Selected text:
The COVID-19 pandemic triggered an unprecedented surge in U.S. home gardening, with Scotts Miracle-Gro fiscal year 2021 revenue reaching a peak of approximately $4.93 billion, up 19% from $4.13 billion in fiscal 2020 and nearly 60% above the $3.16 billion of fiscal 2019. Lockdowns drove millions of newcomers into vegetable gardening, lawn renovation, and houseplant cultivation, while home centers saw record traffic and inventory turns. Hawthorne Gardening Company, the hydroponics subsidiary, simultaneously benefited from booming legal cannabis cultivation expansion in newly legal U.S. states, with Hawthorne revenue peaking at $1.28 billion in fiscal 2021. Management interpreted the demand surge as structural rather than cyclical, ramping production, increasing inventory, and accelerating Hawthorne acquisitions. The reckoning came in fiscal 2022 and 2023, when consumer gardening demand normalized and cannabis cultivators retrenched amid wholesale flower price collapses. Revenue fell to $3.92 billion in fiscal 2022 and $3.55 billion in fiscal 2023, with Hawthorne contracting to roughly $375 million by 2024 and triggering more than $1 billion in cumulative writedowns. Inventory write-offs, plant closures, and severance charges weighed on earnings for two years, and net debt to EBITDA pushed above 7x, forcing the 2023 covenant amendment with lenders that imposed dividend cuts and restricted capital allocation.
Project Springboard, announced in February 2023, is Scotts Miracle-Gro's enterprise-wide restructuring program targeting approximately $300 million in annual cost savings through facility consolidation, workforce reduction, manufacturing footprint optimization, and SKU rationalization in the wake of the post-pandemic demand collapse and Hawthorne writedowns. The program emerged after fiscal 2022 results showed revenue down 9%, gross margin contracting nearly 1,200 basis points, and the company breaching its debt covenants, forcing an emergency renegotiation with lenders that required cost actions, dividend cuts, and asset divestitures. Springboard consolidated multiple manufacturing plants, eliminated roughly 800 corporate and field positions across two waves, exited several non-core product lines, and reduced SKU count by approximately 20%. The company simultaneously suspended share repurchases, cut the quarterly dividend by approximately 50%, and slashed capital expenditure. By fiscal 2024 Scotts reported having captured the bulk of the $300 million target run-rate, with adjusted EBITDA margins recovering toward the high teens. Springboard also funded the True North strategy: returning operational focus and capital allocation to the core U.S. consumer lawn and garden franchise centered on Scotts grass seed, Miracle-Gro plant food, Ortho insect and weed controls, and Tomcat rodent controls, while progressively winding down Hawthorne exposure.

[Data records]
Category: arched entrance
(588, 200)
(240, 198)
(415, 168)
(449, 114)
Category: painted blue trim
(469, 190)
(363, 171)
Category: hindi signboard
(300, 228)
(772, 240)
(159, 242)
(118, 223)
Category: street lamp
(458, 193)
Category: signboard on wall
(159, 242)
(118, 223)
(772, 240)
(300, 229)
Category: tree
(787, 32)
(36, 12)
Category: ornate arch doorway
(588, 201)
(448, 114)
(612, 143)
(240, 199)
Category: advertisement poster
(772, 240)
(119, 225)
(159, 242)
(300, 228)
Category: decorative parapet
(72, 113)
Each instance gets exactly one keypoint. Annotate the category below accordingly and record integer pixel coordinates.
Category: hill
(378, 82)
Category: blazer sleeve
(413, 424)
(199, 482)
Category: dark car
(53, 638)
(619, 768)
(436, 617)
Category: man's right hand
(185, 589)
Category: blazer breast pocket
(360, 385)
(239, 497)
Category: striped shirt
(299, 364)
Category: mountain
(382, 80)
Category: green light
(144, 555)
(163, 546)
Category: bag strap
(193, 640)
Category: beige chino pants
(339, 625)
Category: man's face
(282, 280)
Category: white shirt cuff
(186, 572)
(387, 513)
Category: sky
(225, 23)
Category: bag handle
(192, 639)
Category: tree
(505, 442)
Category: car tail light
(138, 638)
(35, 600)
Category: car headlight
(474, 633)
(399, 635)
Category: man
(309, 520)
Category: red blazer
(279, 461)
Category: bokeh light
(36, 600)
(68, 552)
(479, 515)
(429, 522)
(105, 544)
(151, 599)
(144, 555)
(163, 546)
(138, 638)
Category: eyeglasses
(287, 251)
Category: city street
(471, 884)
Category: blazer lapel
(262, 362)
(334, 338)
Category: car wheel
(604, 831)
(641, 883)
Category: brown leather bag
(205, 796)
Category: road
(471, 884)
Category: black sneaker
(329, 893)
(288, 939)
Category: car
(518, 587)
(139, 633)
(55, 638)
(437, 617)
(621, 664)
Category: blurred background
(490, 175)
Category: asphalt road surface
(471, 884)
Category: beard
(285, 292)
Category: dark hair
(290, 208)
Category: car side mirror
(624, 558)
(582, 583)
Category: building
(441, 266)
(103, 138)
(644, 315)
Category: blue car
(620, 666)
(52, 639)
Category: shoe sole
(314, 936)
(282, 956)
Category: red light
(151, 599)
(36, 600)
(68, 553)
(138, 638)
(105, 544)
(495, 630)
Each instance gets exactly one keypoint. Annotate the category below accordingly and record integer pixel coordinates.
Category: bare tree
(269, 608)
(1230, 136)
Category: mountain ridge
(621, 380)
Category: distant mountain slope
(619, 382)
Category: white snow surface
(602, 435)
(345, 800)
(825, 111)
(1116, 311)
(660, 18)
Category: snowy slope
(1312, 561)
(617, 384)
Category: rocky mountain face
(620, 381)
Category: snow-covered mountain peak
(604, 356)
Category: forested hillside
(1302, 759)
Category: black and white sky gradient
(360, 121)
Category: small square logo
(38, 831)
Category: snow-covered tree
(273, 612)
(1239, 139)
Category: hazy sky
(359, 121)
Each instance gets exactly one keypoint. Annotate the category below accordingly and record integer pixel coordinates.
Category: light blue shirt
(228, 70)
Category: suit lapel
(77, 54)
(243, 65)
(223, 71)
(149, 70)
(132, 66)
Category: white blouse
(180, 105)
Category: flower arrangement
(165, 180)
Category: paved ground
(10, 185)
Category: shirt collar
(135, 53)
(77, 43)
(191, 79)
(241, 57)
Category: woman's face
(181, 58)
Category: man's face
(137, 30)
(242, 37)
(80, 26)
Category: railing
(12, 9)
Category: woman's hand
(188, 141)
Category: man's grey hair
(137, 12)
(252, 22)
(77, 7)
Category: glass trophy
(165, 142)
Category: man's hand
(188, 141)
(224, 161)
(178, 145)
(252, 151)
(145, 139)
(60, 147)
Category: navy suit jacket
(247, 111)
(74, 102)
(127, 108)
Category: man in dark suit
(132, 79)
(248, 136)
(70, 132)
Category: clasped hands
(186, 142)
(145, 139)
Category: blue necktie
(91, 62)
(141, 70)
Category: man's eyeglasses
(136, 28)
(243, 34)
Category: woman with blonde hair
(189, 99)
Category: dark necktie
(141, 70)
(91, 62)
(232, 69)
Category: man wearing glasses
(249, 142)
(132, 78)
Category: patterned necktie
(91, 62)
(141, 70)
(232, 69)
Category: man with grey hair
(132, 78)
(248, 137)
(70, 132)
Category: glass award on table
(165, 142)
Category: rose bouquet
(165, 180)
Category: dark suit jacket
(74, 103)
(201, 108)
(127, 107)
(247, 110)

What you need to do:
In the Scotts Miracle-Gro text, what forced the 2023 covenant amendment with lenders, and what did that amendment impose?

Reply to the task:
Net debt to EBITDA rose above 7x after inventory write-offs, plant closures, and severance charges weighed on earnings for two years. That forced the 2023 covenant amendment, which imposed dividend cuts and restricted capital allocation.